* **ABOUT THIS EXERCISE**: Line by line, transcribe the material shown below exactly.

* **INFORMATION**:
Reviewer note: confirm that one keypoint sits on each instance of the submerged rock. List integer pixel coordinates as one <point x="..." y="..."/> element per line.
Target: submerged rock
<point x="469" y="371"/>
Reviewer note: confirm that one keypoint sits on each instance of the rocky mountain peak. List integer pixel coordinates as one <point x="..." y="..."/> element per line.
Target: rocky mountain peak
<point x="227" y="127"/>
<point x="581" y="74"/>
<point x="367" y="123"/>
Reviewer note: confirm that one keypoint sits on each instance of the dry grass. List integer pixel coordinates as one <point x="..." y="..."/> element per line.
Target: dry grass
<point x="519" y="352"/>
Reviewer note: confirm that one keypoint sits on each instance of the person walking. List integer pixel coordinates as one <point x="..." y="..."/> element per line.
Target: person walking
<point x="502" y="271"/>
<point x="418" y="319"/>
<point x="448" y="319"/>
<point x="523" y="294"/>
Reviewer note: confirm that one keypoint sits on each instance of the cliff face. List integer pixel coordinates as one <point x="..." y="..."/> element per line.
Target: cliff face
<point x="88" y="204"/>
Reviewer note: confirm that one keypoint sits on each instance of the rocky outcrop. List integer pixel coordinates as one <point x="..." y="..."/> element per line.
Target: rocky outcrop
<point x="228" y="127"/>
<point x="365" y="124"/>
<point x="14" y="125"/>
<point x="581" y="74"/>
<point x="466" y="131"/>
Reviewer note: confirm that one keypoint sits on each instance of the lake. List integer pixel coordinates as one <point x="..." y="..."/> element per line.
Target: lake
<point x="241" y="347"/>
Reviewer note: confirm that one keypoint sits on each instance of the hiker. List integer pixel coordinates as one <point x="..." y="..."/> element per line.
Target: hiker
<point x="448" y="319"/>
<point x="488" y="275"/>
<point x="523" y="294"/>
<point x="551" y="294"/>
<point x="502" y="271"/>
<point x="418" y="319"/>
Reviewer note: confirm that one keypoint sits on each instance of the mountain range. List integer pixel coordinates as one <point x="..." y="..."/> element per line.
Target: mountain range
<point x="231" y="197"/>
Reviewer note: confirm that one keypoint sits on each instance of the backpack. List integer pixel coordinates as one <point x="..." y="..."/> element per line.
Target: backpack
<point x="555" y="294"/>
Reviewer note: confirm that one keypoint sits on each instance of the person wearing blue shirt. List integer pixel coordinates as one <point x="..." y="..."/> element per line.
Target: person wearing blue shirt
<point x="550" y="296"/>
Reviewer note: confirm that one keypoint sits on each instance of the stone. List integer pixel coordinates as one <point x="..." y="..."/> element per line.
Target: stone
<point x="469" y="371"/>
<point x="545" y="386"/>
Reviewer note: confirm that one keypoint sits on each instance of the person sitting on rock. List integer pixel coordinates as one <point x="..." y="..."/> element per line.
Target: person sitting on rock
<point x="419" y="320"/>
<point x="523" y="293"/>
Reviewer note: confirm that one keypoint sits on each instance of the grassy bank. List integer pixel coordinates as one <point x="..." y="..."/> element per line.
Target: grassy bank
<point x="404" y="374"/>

* **OUTPUT FOR THIS TASK**:
Reviewer note: confirm that one keypoint sits on each instance of the submerged rock. List integer pixel coordinates as one <point x="..." y="..."/> element per line.
Target: submerged rock
<point x="469" y="371"/>
Reviewer note: confirm that one keypoint sits on each instance of the rocky mountain peak. List integer pixel coordinates as one <point x="..." y="..."/> element per line.
Target: rocky mountain peak
<point x="227" y="127"/>
<point x="581" y="74"/>
<point x="367" y="123"/>
Reviewer note: confirm that one keypoint sits on each instance of the dry grass. List integer pixel coordinates as one <point x="..." y="..."/> element per line.
Target: dry grass
<point x="519" y="352"/>
Reviewer note: confirm that one keypoint sits on each instance of the person walking. List integer pixel coordinates as one <point x="..." y="..."/> element per line.
Target: person walking
<point x="502" y="271"/>
<point x="418" y="319"/>
<point x="448" y="319"/>
<point x="523" y="294"/>
Reviewer note: confirm that one keypoint sits on each instance of the cliff face. List integer pixel coordinates as one <point x="..." y="..."/> element per line.
Target: cliff face
<point x="88" y="204"/>
Reviewer note: confirm that one keypoint sits on each instance of the rocky outcrop. List integer pixel coordinates as one <point x="..." y="..."/> element per line.
Target: rocky outcrop
<point x="228" y="127"/>
<point x="365" y="124"/>
<point x="14" y="125"/>
<point x="581" y="74"/>
<point x="466" y="131"/>
Reviewer note: confirm that one keypoint sits on each instance of the lake. List integer pixel coordinates as one <point x="..." y="..."/> element per line.
Target: lake
<point x="241" y="347"/>
Reviewer note: confirm that one keypoint sits on each instance of the hiker. List integer pixel coordinates as one <point x="..." y="..."/> element per line.
Target: hiker
<point x="448" y="319"/>
<point x="488" y="275"/>
<point x="523" y="294"/>
<point x="551" y="294"/>
<point x="502" y="271"/>
<point x="418" y="319"/>
Reviewer note: confirm that one keypoint sits on each instance of the mountain range. List integer pixel coordinates as one <point x="..." y="..."/> element per line.
Target: mountain range
<point x="231" y="197"/>
Reviewer note: confirm that one keypoint sits on each instance of the backpack. List integer pixel coordinates as one <point x="..." y="..."/> element per line.
Target: backpack
<point x="555" y="294"/>
Reviewer note: confirm that one keypoint sits on each instance of the person wearing blue shirt. List integer pixel coordinates as one <point x="..." y="..."/> element per line.
Target: person wearing blue shirt
<point x="550" y="296"/>
Reviewer note: confirm that one keypoint sits on each instance of the stone. List integer pixel coordinates as one <point x="..." y="..."/> element per line.
Target: stone
<point x="469" y="371"/>
<point x="545" y="386"/>
Reviewer note: confirm that one keypoint sits on each instance of the person sitting on rock. List integer pixel coordinates as one <point x="..." y="..."/> element per line.
Target: person sitting on rock
<point x="419" y="320"/>
<point x="523" y="293"/>
Reviewer note: confirm that one keypoint sits on each instance of the grassy bank. List integer pixel coordinates as one <point x="..." y="..."/> element per line.
Target: grassy bank
<point x="404" y="374"/>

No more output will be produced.